§ THE TASK: In the records below, find each line with "gray" and copy it.

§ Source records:
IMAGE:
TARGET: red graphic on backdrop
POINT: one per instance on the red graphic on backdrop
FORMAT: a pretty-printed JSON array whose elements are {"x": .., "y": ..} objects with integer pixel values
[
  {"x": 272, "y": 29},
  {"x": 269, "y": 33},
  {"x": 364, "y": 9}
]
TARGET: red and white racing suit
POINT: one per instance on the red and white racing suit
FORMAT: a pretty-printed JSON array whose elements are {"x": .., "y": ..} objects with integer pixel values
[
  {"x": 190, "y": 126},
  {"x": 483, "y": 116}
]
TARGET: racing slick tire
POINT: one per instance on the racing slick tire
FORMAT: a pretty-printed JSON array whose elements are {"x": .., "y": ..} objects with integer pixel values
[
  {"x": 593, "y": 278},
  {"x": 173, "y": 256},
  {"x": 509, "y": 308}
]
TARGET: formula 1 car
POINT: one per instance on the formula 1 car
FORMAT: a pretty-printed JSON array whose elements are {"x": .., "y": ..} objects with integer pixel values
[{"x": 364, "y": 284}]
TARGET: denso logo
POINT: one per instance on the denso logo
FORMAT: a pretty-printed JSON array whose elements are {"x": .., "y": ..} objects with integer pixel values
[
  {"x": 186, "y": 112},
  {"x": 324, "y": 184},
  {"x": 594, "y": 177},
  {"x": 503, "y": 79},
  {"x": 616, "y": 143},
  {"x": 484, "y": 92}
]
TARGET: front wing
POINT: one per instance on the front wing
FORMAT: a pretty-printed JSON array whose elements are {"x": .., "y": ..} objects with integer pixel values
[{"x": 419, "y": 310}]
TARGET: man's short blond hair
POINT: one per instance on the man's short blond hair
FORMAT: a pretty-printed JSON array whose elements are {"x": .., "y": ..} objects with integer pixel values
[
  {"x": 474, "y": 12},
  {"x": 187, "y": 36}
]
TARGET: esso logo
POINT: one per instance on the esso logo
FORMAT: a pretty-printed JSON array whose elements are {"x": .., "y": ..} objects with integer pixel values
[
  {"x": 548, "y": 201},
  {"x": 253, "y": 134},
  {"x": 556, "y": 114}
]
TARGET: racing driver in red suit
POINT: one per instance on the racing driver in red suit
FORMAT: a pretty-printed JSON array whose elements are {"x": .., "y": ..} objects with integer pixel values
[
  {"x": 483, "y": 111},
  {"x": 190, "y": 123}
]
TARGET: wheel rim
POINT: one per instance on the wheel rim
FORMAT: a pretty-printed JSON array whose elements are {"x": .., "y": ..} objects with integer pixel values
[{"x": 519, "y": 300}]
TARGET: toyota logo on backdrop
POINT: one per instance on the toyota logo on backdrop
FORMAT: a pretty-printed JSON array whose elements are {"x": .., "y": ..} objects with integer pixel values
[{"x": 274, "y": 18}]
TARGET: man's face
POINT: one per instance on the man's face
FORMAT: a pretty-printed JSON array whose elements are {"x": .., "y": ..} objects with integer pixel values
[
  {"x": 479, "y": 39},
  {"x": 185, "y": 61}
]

...

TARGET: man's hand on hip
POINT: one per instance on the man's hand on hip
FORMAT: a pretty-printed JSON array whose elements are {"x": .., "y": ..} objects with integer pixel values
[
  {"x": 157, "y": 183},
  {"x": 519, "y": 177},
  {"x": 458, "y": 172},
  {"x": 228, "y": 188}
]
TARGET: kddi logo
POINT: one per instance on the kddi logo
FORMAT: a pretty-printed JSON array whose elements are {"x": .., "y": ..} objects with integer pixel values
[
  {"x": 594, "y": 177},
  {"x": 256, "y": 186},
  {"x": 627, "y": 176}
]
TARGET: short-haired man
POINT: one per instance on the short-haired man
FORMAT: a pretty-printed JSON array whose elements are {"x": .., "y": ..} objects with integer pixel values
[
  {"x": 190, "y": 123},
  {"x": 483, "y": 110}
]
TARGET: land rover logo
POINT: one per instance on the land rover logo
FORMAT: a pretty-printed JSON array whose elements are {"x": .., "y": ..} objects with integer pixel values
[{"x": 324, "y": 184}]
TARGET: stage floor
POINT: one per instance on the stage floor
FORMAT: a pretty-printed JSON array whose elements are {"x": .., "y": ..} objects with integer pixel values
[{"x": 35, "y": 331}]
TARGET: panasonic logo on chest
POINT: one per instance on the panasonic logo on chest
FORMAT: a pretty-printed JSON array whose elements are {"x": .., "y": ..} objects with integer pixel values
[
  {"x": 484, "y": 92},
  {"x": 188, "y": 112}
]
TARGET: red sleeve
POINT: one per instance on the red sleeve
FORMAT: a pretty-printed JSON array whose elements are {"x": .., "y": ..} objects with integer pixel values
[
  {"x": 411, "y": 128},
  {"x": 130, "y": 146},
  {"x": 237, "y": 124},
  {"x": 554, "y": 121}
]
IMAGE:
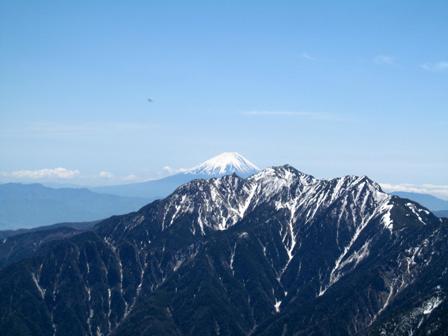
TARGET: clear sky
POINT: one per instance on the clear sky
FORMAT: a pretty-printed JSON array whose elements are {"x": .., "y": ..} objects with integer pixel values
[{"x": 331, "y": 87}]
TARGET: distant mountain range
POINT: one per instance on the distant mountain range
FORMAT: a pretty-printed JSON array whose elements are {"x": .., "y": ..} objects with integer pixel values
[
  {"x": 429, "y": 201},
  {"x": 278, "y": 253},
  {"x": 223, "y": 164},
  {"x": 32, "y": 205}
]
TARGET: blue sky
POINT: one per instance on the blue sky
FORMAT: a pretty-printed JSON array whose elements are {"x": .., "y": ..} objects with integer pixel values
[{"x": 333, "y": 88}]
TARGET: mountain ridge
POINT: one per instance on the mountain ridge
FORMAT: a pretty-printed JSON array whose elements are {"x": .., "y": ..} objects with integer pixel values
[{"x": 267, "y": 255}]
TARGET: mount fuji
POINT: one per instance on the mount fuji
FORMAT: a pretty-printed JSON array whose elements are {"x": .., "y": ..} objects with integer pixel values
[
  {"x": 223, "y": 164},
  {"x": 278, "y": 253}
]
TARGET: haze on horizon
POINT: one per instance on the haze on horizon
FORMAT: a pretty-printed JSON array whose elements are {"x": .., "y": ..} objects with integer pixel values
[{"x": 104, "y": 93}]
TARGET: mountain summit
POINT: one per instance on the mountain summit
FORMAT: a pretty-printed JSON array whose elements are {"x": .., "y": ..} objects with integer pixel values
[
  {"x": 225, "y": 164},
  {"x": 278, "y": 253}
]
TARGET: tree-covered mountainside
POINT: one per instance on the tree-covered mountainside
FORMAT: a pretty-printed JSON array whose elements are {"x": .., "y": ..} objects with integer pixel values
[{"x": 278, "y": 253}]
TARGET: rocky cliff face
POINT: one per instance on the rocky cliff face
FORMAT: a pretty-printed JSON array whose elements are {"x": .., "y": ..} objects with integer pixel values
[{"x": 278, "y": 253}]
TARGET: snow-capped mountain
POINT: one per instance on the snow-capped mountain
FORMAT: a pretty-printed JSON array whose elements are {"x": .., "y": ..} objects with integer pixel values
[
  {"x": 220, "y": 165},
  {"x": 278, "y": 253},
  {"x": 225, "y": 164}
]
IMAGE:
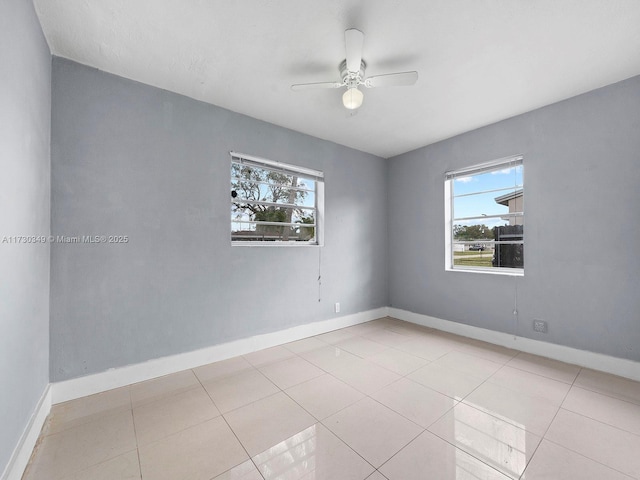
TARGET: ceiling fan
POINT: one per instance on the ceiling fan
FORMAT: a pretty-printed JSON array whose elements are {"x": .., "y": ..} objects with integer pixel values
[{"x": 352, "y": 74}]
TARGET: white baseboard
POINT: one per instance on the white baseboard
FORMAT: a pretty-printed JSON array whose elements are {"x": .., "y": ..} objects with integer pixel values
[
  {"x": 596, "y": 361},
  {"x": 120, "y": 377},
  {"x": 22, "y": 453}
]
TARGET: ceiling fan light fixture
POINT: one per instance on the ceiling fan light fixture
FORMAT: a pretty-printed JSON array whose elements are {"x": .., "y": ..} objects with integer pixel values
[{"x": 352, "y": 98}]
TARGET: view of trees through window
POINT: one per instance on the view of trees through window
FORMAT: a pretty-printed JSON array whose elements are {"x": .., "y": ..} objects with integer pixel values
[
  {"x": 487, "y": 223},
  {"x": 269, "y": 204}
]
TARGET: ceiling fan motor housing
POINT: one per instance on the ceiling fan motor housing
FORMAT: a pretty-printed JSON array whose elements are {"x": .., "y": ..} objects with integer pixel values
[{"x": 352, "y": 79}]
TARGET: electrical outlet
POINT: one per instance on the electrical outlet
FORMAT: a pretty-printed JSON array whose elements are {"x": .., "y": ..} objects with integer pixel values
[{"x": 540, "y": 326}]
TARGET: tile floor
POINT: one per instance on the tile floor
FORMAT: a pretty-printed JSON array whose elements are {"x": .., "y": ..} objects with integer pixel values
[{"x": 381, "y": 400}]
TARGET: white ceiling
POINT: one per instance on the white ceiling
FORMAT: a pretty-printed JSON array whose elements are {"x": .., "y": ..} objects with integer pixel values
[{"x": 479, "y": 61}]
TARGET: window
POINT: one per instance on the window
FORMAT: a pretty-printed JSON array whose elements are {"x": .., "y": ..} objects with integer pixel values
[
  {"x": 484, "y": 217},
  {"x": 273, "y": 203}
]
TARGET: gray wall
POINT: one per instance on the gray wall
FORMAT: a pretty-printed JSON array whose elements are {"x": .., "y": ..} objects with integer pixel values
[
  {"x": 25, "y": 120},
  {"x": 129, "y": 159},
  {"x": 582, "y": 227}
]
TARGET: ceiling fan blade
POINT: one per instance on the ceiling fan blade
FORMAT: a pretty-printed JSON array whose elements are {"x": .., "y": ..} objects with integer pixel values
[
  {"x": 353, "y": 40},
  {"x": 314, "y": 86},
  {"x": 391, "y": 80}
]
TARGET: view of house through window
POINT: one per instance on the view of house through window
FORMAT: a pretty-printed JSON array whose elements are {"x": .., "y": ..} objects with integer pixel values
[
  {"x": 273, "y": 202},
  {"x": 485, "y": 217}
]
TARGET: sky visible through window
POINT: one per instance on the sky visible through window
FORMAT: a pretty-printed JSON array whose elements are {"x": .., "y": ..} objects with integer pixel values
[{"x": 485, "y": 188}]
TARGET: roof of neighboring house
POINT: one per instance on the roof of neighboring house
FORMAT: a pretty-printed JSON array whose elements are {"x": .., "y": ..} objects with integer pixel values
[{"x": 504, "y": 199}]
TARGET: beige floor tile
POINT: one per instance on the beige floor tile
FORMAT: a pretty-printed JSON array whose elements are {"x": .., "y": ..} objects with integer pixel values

§ ANSWER TO THE EXERCISE:
TARGET: gray wall
POINT: one per instance on the gray wall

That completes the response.